Aufgabe A »
Stimmen die Aussagen (i) bis (iii) mit dem unten stehenden Text über die Ausstellung in der Galerie Marenzi überein? Beantworte jede mit Ja oder Nein und führe die entscheidenden Worte des Textes wörtlich an.
(i) Die ausgewählten Werke stammen aus dem Zeitraum 2013 bis 2024.
(ii) Der Bildstruktur der Serie FLOW DOWN geht eine Komposition voraus.
(iii) Für den Zyklus Axes of Chance warfen mehrere Personen ein Lineal hinter ihrem Rücken auf eine am Boden liegende Leinwand.
Aufgabe B » Wie ginge der unten stehende Text über die Ausstellung in der Galerie Marenzi weiter? Führe ihn im Anschluss an seinen letzten Satz fort.

Für die derzeit laufende Ausstellung in der Leibnitzer Galerie Marenzi haben die 1959 geborene Wiener Künstlerin und Kurator Klaus-Dieter Hartl malerische, plastische und fotografische Werke aus dem Zeitraum 2013 bis 2024 ausgewählt, die deutlich konzeptueller Kunst zugeordnet werden können, nachdem die Ausfertigung immer nach spezifischen „Handlungsanweisungen“ erfolgt.

So geht der Serie FLOW DOWN die Suche nach den adäquaten Materialien voraus: Polyestergewebe von bestimmter Konsistenz ist der Malgrund, auf den Acrylfarbe aufgebracht wird, die so angemischt wurde, dass sie zugleich gut fließt und deckt, also eine bestimmte Viskosität aufweist. In regelmäßigen Abständen werden am Rand des Keilrahmens mit einer Spritze Farbmengen aufgebracht, die nun über die senkrecht positionierte Tafel fließen. Aufgrund der Schwerkraft freilich und, wie es Barbara Höller erklärt, „in Richtung des Erdmittelpunktes“, fließt eine schnurgerade Farblinie. Der Vorgang wird mehrfach wiederholt, wobei der Bildträger für jede Linie gedreht und wieder senkrechtes Fließen an andere Stelle ausgelöst wird. Aufgrund der Materialkonstellation, des Flüssigkeitsgrades der Acrylfarbe, ergibt sich ein weiterer Effekt, nach dem die gerade fließende Linie die schon vorhandenen aufgrund Adhäsion nicht einfach schneidet, sondern in gewissen Bereichen an diesen entlang, sich löst und wieder in die Senkrechte fließt. Aus etlichen Wiederholungen des Vorgangs ergibt sich die Bildstruktur, der keine Komposition vorausgeht.

Im Sinn erweiterter oder konzeptbasierter Malerei kann auch eine andere Serie von Tafelbildern beschrieben werden. Auf den ersten Blick erscheinen Beispiele aus dem Zyklus Axes of Chance (2024) den oben genannten sehr ähnlich. Wieder ist es eine lineare Struktur vor monochromem Grund. Für deren Entstehen aber hat Barbara Höller mehrere Personen gebeten, ein Lineal auf eine auf dem Boden liegende Leinwand hinter deren Rücken zu werfen. Aus der Position des geworfenen Lineals wird jeweils eine Gerade – nun wirklich mit Lineal – über die gesamte Fläche des Malgrunds gezogen. Abermals wird der Vorgang mehrmals wiederholt und führt schließlich in das finalisierte Bild, dem Wiederholung eines vereinbarten Vorgangs und Teilnahme mehrerer Personen vorangehen. Die Autorschaft des Bildes ist damit eigentlich aus dem Entwurf des Verfahrens gegeben.

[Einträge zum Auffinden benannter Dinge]
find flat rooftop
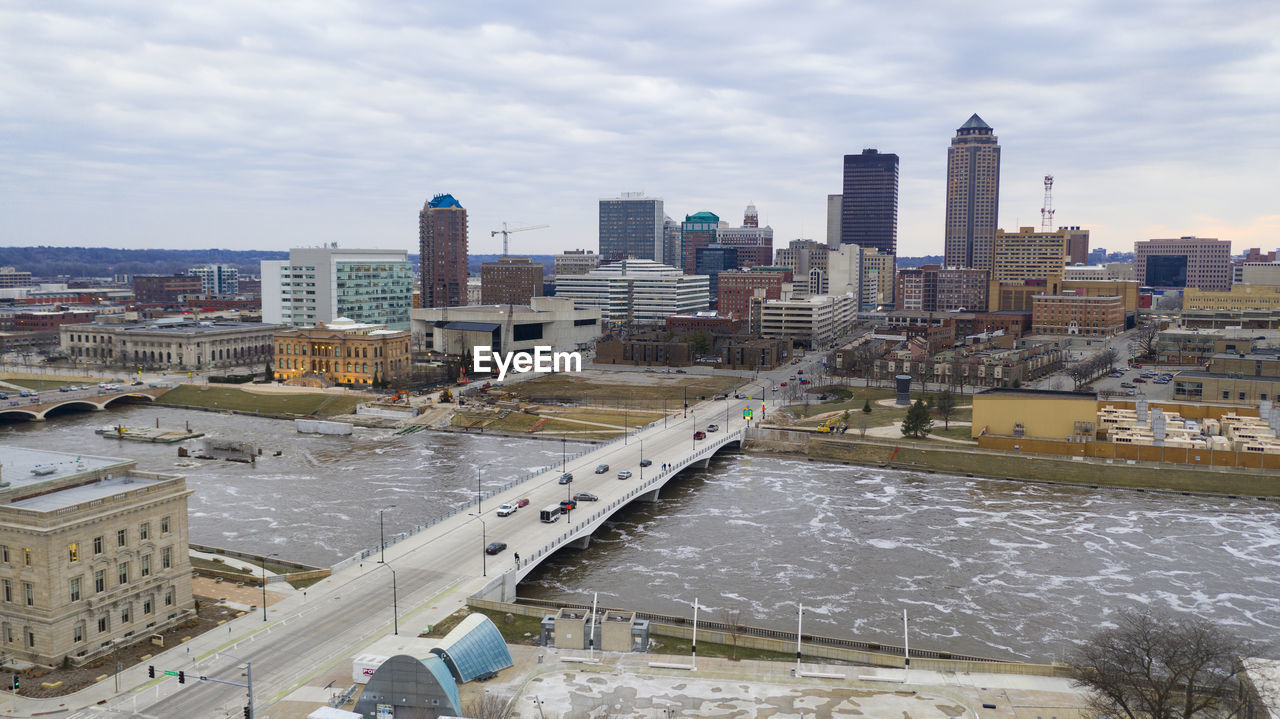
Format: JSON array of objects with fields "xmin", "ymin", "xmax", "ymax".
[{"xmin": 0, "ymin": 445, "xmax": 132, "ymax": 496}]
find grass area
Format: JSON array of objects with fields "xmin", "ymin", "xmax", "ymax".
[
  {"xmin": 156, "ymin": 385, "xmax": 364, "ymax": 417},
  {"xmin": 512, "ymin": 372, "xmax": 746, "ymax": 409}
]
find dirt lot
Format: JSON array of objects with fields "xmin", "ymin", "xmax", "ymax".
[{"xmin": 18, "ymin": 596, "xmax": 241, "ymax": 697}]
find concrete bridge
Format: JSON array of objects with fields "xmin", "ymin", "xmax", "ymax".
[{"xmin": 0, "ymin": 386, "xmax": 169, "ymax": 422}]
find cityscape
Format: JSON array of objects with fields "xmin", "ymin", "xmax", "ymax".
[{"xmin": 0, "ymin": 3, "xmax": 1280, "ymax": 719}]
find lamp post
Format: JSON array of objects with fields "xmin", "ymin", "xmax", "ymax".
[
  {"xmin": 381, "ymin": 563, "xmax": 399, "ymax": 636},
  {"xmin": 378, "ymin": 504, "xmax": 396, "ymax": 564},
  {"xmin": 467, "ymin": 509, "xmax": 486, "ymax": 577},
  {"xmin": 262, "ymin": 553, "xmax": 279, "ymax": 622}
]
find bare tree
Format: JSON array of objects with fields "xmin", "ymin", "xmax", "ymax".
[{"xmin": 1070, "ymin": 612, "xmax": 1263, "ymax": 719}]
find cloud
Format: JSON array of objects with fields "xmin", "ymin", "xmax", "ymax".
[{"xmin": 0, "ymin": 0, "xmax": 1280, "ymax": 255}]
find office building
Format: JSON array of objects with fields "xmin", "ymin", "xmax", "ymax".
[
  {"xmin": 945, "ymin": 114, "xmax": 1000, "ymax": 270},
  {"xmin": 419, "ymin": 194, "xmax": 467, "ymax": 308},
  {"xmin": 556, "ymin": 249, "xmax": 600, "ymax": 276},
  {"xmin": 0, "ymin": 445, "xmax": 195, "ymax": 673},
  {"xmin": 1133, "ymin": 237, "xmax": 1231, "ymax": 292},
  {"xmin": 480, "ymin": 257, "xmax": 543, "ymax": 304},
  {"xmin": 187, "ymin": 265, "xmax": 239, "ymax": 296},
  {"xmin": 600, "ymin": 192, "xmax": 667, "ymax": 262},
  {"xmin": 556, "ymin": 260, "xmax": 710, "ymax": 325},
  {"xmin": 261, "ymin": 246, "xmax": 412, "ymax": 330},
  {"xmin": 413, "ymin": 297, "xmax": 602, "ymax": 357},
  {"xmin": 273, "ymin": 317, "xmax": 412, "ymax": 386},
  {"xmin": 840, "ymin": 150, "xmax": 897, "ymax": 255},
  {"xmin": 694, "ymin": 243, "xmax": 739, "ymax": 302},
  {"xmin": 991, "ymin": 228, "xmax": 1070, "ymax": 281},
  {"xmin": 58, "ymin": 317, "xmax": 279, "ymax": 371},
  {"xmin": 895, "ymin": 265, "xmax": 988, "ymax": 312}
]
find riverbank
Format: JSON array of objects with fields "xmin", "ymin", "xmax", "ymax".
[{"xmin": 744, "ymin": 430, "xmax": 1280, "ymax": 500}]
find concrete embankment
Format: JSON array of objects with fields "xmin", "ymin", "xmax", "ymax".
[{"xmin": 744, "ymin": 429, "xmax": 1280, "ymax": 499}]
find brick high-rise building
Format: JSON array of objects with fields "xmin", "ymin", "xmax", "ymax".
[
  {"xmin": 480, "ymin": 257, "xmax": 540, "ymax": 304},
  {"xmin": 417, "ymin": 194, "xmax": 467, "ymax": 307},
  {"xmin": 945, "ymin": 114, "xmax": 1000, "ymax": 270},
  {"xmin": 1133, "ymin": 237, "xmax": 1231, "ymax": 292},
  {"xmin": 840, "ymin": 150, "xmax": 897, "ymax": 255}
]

Lösung A »
(i) Ja: „aus dem Zeitraum 2013 bis 2024“
(ii) Nein: „der keine Komposition vorausgeht“
(iii) Ja: „mehrere Personen gebeten, ein Lineal auf eine auf dem Boden liegende Leinwand hinter deren Rücken zu werfen“

Lösung B »
Einem Feld der Fotografie – oder wiederum erweiterte – könnte man Arbeiten wie Paperscan (2014) zuordnen. Barbara Höller „fotografiert“ mit dem Flachbettscanner. Ein Blatt Papier wird mehrfach gefaltet und eingescannt. Durch die Faltungen ergeben sich während des Scans verschiedene Schärfentiefen, das gedruckte Ergebnis, das Blatt, wird abermals gefaltet, wieder gescannt und so fort. Aus der Folge von solchen Zustandsdrucken entsteht schließlich ein stark abstrahiertes und gewissermaßen vom Motiv (gefaltetes 1. Blatt) weit entferntes, gleichwohl zweidimensionales Bild, in dem – der Logik folgend – dreidimensionale Strukturen ab-gebildet sind.

Ein anderes Beispiel, in dem Proportionen auf ähnliche Weise – und wieder mittels Wiederholungen von Vorgängen – wie dekliniert erscheinen, heißt NORMFALTUNG A0 (2013)Zunächst wurde ein weißes Blatt Papier im Format DIN A4 viermal gefaltet, dann wieder geöffnet und gescannt. Durch die sichtbaren Falze im Ausdruck sind nun 16 etwa gleich große Flächen im Format A8 zu erkennen. Das Bild des Scans wurde nun digital auf das Format DIN A0 vergrößert und auf Polyester-Stoff gedruckt. Die Flächen auf der Vergrößerung entsprechen hier jeweils wieder dem Format A4. Die NORMFALTUNG A0 ist ein Spiel um Wirklichkeit und das Bild von Wirklichkeit, wenn sich nun – im Vergleich zum Motiv des A4-Blattes und den sich darauf abzeichnenden 16 Flächen – auf dem finalen Werk der Dimension A0 16 Flächen im Format A4 abzeichnen.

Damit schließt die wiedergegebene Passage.